* [TO DO]
**a.** Write out the part of the histone fold passage from "A histone fold" through "component in transcription.".
**b.** Based on the histone fold passage, state whether each statement agrees with it, answering yes or no and quoting the words that decide it: (i) the histone fold averages about 70 amino acids; (ii) the histone fold consists of four alpha helices; (iii) the histone fold was first found in TATA box-binding protein-associated factors.

* [TEXT PASSAGE]
=== Section Start ===

A histone fold is a structurally conserved motif found near the C-terminus in every core histone sequence in a histone octamer responsible for the binding of histones into heterodimers.

The histone fold averages about 70 amino acids and consists of three alpha helices connected by two short, unstructured loops. When not in the presence of DNA, the core histones assemble into head-to-tail intermediates (H3 and H4 first assemble into heterodimers then fuse two heterodimers to form a tetramer, while H2A and  H2B form heterodimers) via extensive hydrophobic interactions between each histone fold domain in a "handshake motif". Also the histone fold was first found in TATA box-binding protein-associated factors, which is a main component in transcription.

The histone fold’s evolution can be found by different combinations of ancestral sets of peptides that make up helix-strand-helix motif that come from the three folds from the ancestral fragments. These peptide chains can be found in the archaeal histones, which could have come from eukaryotic H3-H4 tetramer. The archaeal single-chain histones are also found in the bacterium Aquifex aeolicus. Which helps the diverse bacteria phylogeny coming from the ancestry of eukaryotes and archaea with lateral gene transfers to get to the bacteria. These lead into the octamer articulated protein endoskeleton for DNA compaction. From this endoskeleton it has a central segment that folds for the histone dimerization. This then leads into the end segments of the fold to make properties of dimer-dimer contacts that also cap the protein super helix at the octamer. 

One species that looked at is Drosophila, and in the subunits of the Drosophila transcription initiation factor has specific amino acid sequences that have different characteristics of the histone folds that make up the two proteins make up the subunits. When just looking at the histone fold motif in the Drosophila the protein-protein and the protein DNA interaction of the core histone proteins can be found by looking at the non-histone proteins. This can then be used in “Structural studies on the TAFII42/TAFII62 complex from Drosophila and HMfB from Methanococcus fervidus, proteins identified as containing the histone fold in the aforementioned searches, confirmed that a histone-like substructure exists in these proteins, with the individual proteins folding into the canonical histone fold motif”. The evolutionary structure and range of the histone protein-protein and DNA-protein interactions of the histone fold proteins has a very wide range of evolutionary traits that form the structures and other proteins.

=== Section End ===

* [ENTRIES SUPPLIED]
=== Section Start ===

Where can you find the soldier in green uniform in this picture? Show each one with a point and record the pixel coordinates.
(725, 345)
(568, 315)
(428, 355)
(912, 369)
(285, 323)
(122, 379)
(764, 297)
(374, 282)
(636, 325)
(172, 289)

=== Section End ===

* [LIST OF SOLUTIONS]
**a.**
A histone fold is a structurally conserved motif found near the C-terminus in every core histone sequence in a histone octamer responsible for the binding of histones into heterodimers.

The histone fold averages about 70 amino acids and consists of three alpha helices connected by two short, unstructured loops. When not in the presence of DNA, the core histones assemble into head-to-tail intermediates (H3 and H4 first assemble into heterodimers then fuse two heterodimers to form a tetramer, while H2A and  H2B form heterodimers) via extensive hydrophobic interactions between each histone fold domain in a "handshake motif". Also the histone fold was first found in TATA box-binding protein-associated factors, which is a main component in transcription.

**b.**
(i) Yes: "The histone fold averages about 70 amino acids."
(ii) No: "consists of three alpha helices connected by two short, unstructured loops."
(iii) Yes: "the histone fold was first found in TATA box-binding protein-associated factors."